* _Action item_: From the listing below, output only the lines starting at the line that has "Look at the photo above. For each instance of the deep" and ending at the line that has "Look at the photo above. For each instance of the tree", exactly as they appear, ends included.

* _Records to use_:
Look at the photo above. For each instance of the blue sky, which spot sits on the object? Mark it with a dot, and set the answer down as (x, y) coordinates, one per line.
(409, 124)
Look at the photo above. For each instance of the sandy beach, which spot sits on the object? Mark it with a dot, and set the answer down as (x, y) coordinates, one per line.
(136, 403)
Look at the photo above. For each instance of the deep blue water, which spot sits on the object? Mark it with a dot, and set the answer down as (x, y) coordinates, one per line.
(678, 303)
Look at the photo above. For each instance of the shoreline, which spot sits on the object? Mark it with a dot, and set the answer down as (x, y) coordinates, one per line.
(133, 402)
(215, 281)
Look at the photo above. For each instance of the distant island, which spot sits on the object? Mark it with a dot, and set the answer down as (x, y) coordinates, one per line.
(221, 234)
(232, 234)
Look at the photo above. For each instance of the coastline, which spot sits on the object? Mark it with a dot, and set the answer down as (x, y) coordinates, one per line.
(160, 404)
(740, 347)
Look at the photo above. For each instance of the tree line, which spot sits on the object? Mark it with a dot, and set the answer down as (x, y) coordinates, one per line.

* * *

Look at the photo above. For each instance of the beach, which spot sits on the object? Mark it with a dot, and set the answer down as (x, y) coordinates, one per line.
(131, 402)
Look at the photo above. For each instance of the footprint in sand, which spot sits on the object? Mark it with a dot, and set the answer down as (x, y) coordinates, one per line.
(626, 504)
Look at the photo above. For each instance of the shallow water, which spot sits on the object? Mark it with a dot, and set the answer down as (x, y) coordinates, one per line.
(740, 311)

* _Response box_:
Look at the photo above. For each instance of the deep blue water, which spot sits on the object? Mark it with a dot, and set the answer down as (x, y) coordinates, one per line.
(678, 303)
Look at the photo above. For each instance of the shoreline, which spot sits on the object? Mark it with a dot, and set the answer down as (x, y) coordinates, one per line.
(133, 402)
(215, 281)
Look at the photo above. For each instance of the distant island, which spot sits on the object? Mark it with a dot, and set the answer down as (x, y) coordinates, one per line.
(221, 234)
(232, 234)
Look at the photo above. For each instance of the coastline, which spot sits on the object? Mark it with a dot, and set the answer down as (x, y) coordinates, one per line.
(160, 404)
(740, 347)
Look at the photo above. For each instance of the tree line, which spot sits on the object? Mark it with a dot, and set the answer down as (x, y) coordinates, one per line.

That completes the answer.